TASK REQUIREMENTS:
Please copy out the entries word for word, starting with the line that contains "doorway is and return its bounding box." and going on through the line that contains "[47,100,392,353]", with both of those lines included.

SOURCE MATERIAL:

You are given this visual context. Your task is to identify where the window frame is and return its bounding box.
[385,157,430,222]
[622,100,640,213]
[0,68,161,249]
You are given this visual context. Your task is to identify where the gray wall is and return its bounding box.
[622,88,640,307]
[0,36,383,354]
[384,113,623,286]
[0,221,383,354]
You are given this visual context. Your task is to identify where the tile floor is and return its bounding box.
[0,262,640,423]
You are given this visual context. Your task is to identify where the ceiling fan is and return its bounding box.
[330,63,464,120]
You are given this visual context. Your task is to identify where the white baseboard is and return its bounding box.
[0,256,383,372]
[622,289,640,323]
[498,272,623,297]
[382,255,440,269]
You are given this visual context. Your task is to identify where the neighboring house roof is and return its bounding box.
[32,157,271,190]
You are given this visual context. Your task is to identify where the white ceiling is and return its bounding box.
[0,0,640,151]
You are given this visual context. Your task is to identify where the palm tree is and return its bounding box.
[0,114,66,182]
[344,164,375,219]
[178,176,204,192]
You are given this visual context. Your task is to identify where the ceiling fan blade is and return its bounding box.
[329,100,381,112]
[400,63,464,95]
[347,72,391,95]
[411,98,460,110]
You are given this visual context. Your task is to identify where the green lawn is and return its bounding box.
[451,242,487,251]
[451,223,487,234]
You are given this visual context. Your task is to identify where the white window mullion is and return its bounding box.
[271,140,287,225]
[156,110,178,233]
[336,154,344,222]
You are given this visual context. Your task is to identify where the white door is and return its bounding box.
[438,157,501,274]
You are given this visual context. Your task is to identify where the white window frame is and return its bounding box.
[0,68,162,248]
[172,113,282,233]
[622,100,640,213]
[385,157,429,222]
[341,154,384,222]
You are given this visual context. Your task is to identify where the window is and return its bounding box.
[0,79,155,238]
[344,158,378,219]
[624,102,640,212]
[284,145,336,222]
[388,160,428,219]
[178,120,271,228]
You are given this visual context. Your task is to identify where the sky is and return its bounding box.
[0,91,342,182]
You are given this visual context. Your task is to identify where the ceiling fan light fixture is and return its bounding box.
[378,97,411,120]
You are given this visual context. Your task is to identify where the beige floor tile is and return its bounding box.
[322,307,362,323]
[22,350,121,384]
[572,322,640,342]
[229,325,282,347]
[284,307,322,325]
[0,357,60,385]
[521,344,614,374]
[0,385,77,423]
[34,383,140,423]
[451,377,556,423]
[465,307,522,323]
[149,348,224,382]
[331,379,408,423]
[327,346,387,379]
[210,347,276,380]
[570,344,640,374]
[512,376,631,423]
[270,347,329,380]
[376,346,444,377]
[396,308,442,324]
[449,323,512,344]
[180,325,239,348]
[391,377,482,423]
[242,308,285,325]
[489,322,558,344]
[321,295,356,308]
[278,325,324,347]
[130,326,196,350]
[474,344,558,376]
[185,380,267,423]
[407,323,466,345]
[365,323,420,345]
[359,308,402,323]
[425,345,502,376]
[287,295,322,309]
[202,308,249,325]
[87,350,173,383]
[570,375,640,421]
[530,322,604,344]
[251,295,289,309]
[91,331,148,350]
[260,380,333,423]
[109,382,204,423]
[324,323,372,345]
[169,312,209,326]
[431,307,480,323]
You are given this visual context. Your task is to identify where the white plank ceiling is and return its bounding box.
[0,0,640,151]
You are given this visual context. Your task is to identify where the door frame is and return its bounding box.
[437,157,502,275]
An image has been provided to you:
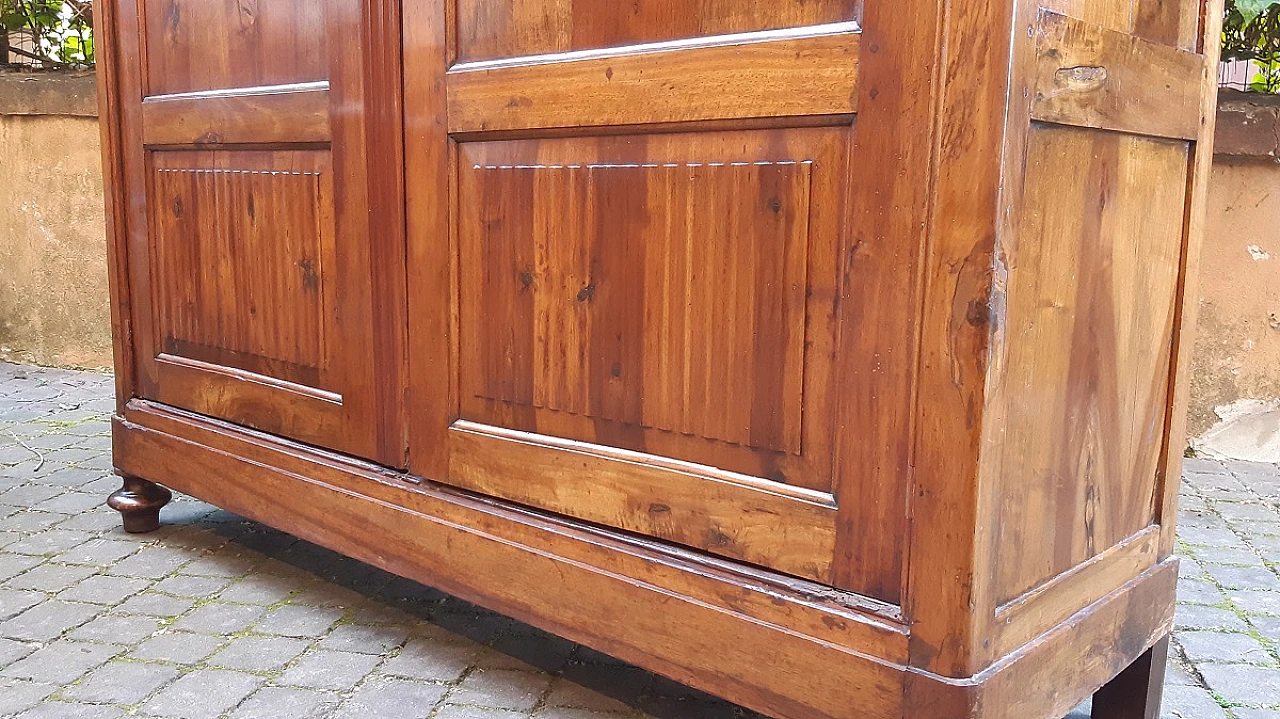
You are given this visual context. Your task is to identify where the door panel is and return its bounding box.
[119,0,404,466]
[404,0,909,588]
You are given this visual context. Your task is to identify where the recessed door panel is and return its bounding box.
[406,0,908,600]
[118,0,404,464]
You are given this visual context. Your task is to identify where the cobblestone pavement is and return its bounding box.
[0,363,1280,719]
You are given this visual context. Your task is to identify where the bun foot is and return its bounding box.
[106,475,173,533]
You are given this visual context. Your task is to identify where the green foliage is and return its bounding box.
[1222,0,1280,93]
[0,0,94,68]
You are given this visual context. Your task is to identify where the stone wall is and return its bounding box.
[0,72,111,367]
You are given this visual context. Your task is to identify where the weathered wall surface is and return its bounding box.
[1188,93,1280,461]
[0,73,111,367]
[0,73,1280,461]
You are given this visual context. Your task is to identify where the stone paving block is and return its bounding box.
[232,687,343,719]
[0,484,67,509]
[58,574,151,606]
[544,679,639,711]
[142,669,264,719]
[1231,709,1280,719]
[218,573,298,606]
[1174,632,1275,664]
[0,600,101,641]
[115,590,196,617]
[0,637,38,667]
[1226,590,1280,617]
[435,704,524,719]
[4,510,67,533]
[207,637,311,672]
[5,527,93,555]
[4,562,95,592]
[129,632,227,664]
[0,640,124,684]
[253,604,343,637]
[33,490,106,514]
[182,554,257,578]
[54,534,138,567]
[111,546,192,580]
[1178,580,1226,604]
[1249,617,1280,642]
[1178,527,1247,545]
[152,574,232,599]
[1174,604,1248,632]
[380,638,483,682]
[67,614,161,645]
[0,678,58,716]
[45,446,102,464]
[58,506,126,529]
[279,650,379,691]
[1204,564,1280,590]
[0,551,45,582]
[174,601,266,636]
[320,624,408,655]
[1199,664,1280,706]
[64,660,179,704]
[0,589,45,620]
[334,679,448,719]
[1189,546,1262,567]
[531,705,637,719]
[449,669,552,711]
[1213,502,1280,522]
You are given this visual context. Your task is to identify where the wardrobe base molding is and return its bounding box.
[113,400,1178,719]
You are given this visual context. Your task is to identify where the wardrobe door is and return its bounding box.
[113,0,404,464]
[404,0,908,596]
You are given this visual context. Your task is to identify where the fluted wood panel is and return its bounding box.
[151,151,333,386]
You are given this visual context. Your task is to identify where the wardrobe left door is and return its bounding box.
[100,0,406,466]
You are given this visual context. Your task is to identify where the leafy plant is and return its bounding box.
[0,0,94,68]
[1222,0,1280,93]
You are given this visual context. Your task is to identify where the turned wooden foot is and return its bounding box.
[106,475,173,533]
[1091,635,1169,719]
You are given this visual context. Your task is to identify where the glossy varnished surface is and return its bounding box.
[106,0,406,464]
[94,0,1221,719]
[454,0,861,60]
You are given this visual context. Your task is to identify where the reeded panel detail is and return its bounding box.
[140,0,329,95]
[458,129,844,491]
[463,160,810,454]
[457,0,861,61]
[151,151,333,386]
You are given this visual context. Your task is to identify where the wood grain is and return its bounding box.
[1156,0,1222,555]
[449,422,836,583]
[136,0,329,95]
[457,128,849,491]
[447,24,859,133]
[115,0,407,466]
[142,82,333,146]
[992,125,1187,604]
[150,151,335,386]
[456,0,861,61]
[1032,12,1204,139]
[115,404,902,719]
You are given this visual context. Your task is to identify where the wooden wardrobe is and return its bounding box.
[95,0,1222,719]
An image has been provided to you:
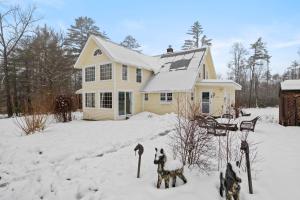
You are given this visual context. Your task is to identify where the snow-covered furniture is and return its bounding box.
[222,113,233,119]
[240,117,259,132]
[241,110,251,117]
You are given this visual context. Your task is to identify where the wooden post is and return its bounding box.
[134,144,144,178]
[241,140,253,194]
[137,155,142,178]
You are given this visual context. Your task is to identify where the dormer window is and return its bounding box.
[94,49,102,56]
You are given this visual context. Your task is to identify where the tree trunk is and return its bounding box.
[3,52,13,117]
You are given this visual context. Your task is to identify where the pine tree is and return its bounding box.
[182,21,211,50]
[201,35,212,47]
[65,17,108,58]
[120,35,141,51]
[248,37,270,107]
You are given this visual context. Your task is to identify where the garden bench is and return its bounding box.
[222,113,233,119]
[240,117,259,132]
[241,110,251,117]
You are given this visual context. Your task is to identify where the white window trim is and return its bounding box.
[82,91,98,109]
[135,67,144,84]
[159,92,174,104]
[98,90,114,110]
[116,89,135,119]
[144,93,149,101]
[82,65,97,83]
[121,64,129,81]
[93,48,103,57]
[199,90,213,114]
[99,62,114,82]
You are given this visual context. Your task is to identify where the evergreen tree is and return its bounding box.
[248,37,270,107]
[201,35,212,47]
[120,35,141,51]
[182,21,211,50]
[65,17,108,58]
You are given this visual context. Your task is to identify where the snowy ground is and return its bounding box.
[0,108,300,200]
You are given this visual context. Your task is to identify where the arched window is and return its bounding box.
[94,49,102,56]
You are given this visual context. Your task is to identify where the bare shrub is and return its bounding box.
[15,98,49,135]
[171,97,215,172]
[54,95,73,122]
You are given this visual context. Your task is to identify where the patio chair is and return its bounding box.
[241,110,251,117]
[202,117,226,136]
[240,117,260,132]
[222,113,233,119]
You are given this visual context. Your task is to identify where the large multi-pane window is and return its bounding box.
[85,67,95,82]
[122,65,128,81]
[100,92,112,108]
[160,92,173,102]
[100,64,112,80]
[136,68,142,83]
[85,93,95,108]
[144,93,149,101]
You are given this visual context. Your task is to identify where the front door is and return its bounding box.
[119,92,132,116]
[201,92,210,113]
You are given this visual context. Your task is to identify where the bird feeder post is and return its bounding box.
[134,144,144,178]
[241,140,253,194]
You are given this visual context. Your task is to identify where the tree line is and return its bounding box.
[0,6,300,117]
[0,6,140,117]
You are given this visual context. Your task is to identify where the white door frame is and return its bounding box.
[116,90,134,119]
[200,90,213,114]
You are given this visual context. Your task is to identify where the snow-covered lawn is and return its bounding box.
[0,108,300,200]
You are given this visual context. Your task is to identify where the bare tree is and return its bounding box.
[171,97,215,172]
[0,6,36,117]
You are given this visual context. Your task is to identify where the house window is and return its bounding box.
[100,64,112,80]
[122,65,128,81]
[160,93,173,102]
[94,49,102,56]
[203,64,206,79]
[85,67,95,82]
[85,93,95,108]
[100,92,112,108]
[136,68,142,83]
[144,93,149,101]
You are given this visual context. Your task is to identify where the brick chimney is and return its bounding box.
[167,45,173,53]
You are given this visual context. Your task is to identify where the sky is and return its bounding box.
[0,0,300,78]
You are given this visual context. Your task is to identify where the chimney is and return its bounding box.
[167,45,173,53]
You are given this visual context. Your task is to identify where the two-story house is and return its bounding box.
[74,36,241,120]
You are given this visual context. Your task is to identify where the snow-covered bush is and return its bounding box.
[171,97,215,172]
[54,95,73,122]
[15,100,50,135]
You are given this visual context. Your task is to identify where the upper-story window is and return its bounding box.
[85,93,95,108]
[202,64,206,79]
[85,67,95,82]
[160,92,173,102]
[122,65,128,81]
[100,92,112,108]
[136,68,142,83]
[94,49,102,56]
[100,64,112,80]
[144,93,149,101]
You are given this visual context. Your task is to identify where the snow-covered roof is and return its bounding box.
[91,36,160,73]
[200,79,242,90]
[142,48,206,92]
[281,79,300,90]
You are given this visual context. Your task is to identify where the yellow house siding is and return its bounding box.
[116,63,153,114]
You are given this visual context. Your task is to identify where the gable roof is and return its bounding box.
[280,79,300,90]
[75,35,160,72]
[141,48,208,92]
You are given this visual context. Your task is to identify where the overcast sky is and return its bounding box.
[0,0,300,77]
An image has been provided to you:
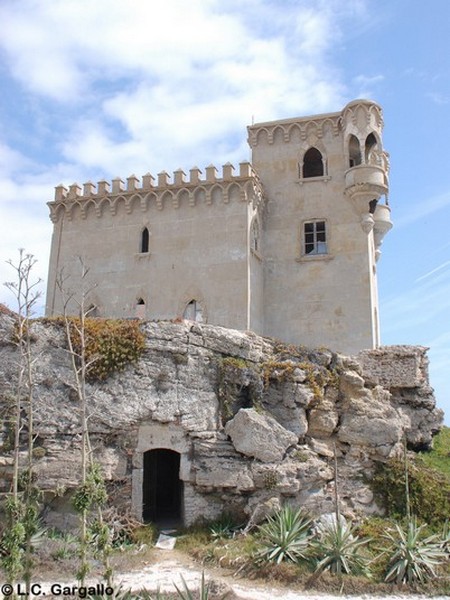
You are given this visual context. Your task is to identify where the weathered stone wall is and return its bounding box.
[0,315,442,526]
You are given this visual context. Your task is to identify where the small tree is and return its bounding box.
[2,249,41,595]
[57,258,112,586]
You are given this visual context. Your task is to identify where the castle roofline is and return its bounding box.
[247,98,381,131]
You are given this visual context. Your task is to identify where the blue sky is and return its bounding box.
[0,0,450,423]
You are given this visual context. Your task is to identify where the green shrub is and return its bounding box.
[384,519,446,584]
[255,506,312,564]
[69,317,145,381]
[420,427,450,479]
[371,458,450,524]
[313,517,370,576]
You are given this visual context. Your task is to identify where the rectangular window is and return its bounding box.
[304,221,327,256]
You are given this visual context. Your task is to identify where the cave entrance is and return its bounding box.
[142,448,183,527]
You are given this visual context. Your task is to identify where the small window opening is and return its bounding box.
[141,227,150,253]
[135,298,145,319]
[304,221,328,256]
[364,133,378,164]
[348,135,361,168]
[86,304,99,318]
[250,219,259,252]
[234,385,253,414]
[183,300,203,323]
[303,148,323,178]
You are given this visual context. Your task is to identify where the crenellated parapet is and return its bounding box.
[247,113,341,148]
[48,162,264,223]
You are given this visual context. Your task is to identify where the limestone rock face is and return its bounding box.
[225,408,298,462]
[0,314,442,526]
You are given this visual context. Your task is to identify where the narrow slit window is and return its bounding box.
[135,298,145,319]
[348,135,361,168]
[183,300,203,323]
[304,221,328,256]
[141,227,150,253]
[251,219,260,252]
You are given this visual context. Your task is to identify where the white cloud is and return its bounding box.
[0,0,365,308]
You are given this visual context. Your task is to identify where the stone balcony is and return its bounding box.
[345,165,389,215]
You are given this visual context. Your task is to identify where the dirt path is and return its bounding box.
[33,550,448,600]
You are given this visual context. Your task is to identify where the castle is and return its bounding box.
[46,100,392,354]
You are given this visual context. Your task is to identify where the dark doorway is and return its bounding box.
[142,449,183,527]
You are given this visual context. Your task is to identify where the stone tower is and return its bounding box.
[248,100,392,353]
[47,100,392,353]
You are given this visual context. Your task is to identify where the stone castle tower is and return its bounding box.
[46,100,392,353]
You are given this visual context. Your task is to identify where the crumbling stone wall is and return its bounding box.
[0,315,442,526]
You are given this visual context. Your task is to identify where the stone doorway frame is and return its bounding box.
[131,423,192,523]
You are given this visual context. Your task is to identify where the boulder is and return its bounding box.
[225,408,298,462]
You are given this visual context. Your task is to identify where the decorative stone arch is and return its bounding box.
[97,198,111,216]
[131,422,192,525]
[144,192,158,210]
[255,127,269,145]
[111,196,128,215]
[83,198,99,218]
[226,183,242,202]
[272,125,285,144]
[176,188,191,206]
[299,139,328,179]
[128,194,145,212]
[287,123,303,143]
[210,184,224,204]
[364,131,381,166]
[345,133,362,169]
[194,186,207,205]
[160,190,174,209]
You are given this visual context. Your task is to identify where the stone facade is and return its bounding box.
[46,100,392,353]
[0,314,442,527]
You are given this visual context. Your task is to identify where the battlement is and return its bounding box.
[247,99,383,148]
[47,162,263,223]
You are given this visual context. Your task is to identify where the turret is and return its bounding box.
[342,100,392,238]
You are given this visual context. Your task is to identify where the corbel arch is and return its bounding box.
[299,139,328,179]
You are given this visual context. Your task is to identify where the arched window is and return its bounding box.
[135,298,145,319]
[303,148,324,178]
[140,227,150,252]
[364,133,377,163]
[348,135,361,168]
[183,300,203,323]
[303,221,328,256]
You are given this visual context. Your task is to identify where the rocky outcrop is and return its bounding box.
[0,314,442,523]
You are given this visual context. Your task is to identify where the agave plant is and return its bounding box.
[255,506,312,564]
[441,519,450,554]
[209,514,236,540]
[313,516,370,576]
[384,518,446,584]
[174,571,229,600]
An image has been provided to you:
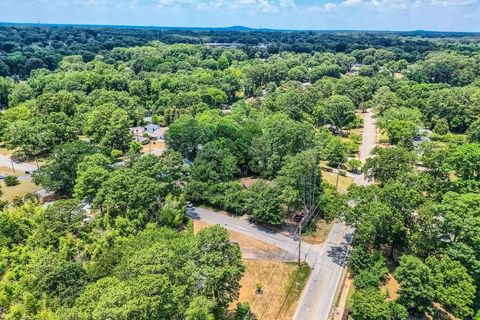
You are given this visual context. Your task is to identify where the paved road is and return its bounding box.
[293,110,376,320]
[188,208,320,260]
[0,155,37,172]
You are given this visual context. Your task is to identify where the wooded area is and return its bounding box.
[0,26,480,320]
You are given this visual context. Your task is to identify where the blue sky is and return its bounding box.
[0,0,480,31]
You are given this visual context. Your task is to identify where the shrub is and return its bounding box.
[347,159,362,173]
[4,176,20,187]
[433,118,450,136]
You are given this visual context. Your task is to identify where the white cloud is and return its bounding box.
[429,0,478,7]
[340,0,364,7]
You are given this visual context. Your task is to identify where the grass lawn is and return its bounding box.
[322,171,354,193]
[0,180,41,201]
[193,220,310,320]
[345,284,355,310]
[0,167,41,201]
[236,260,310,320]
[0,148,15,156]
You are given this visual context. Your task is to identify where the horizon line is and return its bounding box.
[0,21,480,34]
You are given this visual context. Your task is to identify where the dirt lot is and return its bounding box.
[381,274,400,301]
[193,221,310,320]
[322,170,354,193]
[231,260,310,320]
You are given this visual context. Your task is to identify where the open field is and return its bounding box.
[236,260,310,320]
[193,220,282,260]
[193,220,310,320]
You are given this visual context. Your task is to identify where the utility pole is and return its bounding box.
[335,163,341,191]
[298,218,305,266]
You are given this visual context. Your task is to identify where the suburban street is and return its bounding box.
[189,110,376,320]
[0,155,37,172]
[294,110,377,320]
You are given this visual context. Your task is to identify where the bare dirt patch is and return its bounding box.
[322,170,354,193]
[231,260,310,320]
[381,274,400,301]
[193,220,282,260]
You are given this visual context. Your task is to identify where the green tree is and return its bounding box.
[165,116,201,160]
[352,288,407,320]
[83,104,132,152]
[192,139,237,182]
[448,143,480,180]
[372,86,397,117]
[317,95,355,130]
[395,255,435,313]
[33,141,95,196]
[94,168,160,227]
[363,147,416,185]
[185,296,215,320]
[433,118,450,135]
[467,119,480,143]
[198,225,245,309]
[275,149,322,214]
[386,120,418,149]
[249,181,285,225]
[160,195,187,228]
[427,255,476,318]
[250,113,312,177]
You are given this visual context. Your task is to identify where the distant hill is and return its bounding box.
[0,21,480,38]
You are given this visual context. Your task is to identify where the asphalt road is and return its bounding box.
[0,155,37,172]
[293,110,377,320]
[189,110,376,320]
[188,208,320,260]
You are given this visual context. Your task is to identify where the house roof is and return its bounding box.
[145,123,160,132]
[149,127,168,138]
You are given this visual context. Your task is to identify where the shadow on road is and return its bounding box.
[327,234,353,267]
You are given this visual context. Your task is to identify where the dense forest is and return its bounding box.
[0,24,479,79]
[0,26,480,320]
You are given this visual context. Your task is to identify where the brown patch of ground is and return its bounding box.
[231,260,310,320]
[322,170,354,193]
[0,167,41,201]
[0,148,15,157]
[240,177,260,188]
[381,274,400,301]
[193,220,282,260]
[302,220,333,244]
[0,180,41,201]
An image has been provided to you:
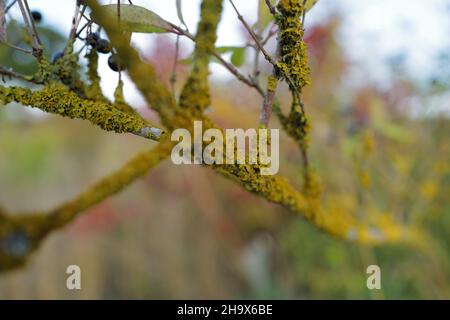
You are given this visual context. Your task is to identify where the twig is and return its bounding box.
[64,3,86,52]
[170,35,180,98]
[229,0,275,65]
[0,42,33,54]
[18,0,42,59]
[23,0,41,43]
[170,23,264,96]
[5,0,17,14]
[266,0,277,16]
[0,66,32,81]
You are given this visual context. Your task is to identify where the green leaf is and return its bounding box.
[216,46,246,67]
[92,4,172,33]
[231,47,246,67]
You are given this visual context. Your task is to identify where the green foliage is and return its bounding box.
[92,4,172,33]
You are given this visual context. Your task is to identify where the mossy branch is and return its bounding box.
[0,84,164,141]
[86,0,176,128]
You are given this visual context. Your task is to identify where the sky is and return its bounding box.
[4,0,450,105]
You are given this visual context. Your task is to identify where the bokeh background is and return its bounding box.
[0,0,450,299]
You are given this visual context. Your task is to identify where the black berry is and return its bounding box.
[108,54,125,72]
[31,10,42,23]
[95,39,111,53]
[86,32,100,47]
[52,51,64,63]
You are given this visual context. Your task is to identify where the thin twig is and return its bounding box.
[229,0,275,65]
[5,0,17,14]
[170,23,264,96]
[18,0,42,59]
[170,35,180,99]
[266,0,277,16]
[0,42,33,55]
[0,66,33,82]
[23,0,41,47]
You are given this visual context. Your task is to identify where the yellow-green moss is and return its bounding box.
[0,84,160,140]
[276,0,311,90]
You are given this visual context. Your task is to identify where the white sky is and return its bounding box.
[6,0,450,104]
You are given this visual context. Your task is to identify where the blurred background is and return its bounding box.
[0,0,450,299]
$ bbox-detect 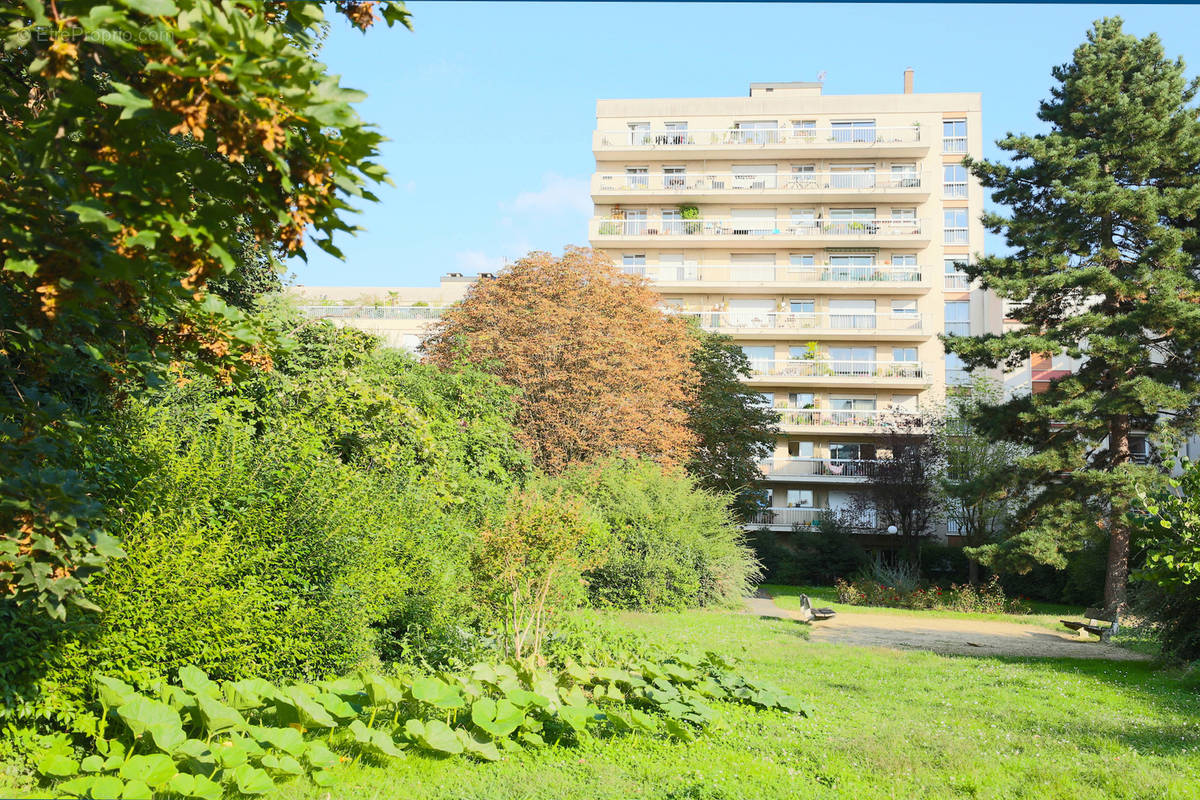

THE ANSWER:
You are given this visual context. Your task is to identify where the dark doorway is and return its bounding box.
[142,449,183,527]
You are given this visual context. Your task is to identify where the stone tower is and return its bounding box.
[248,100,392,353]
[47,100,392,353]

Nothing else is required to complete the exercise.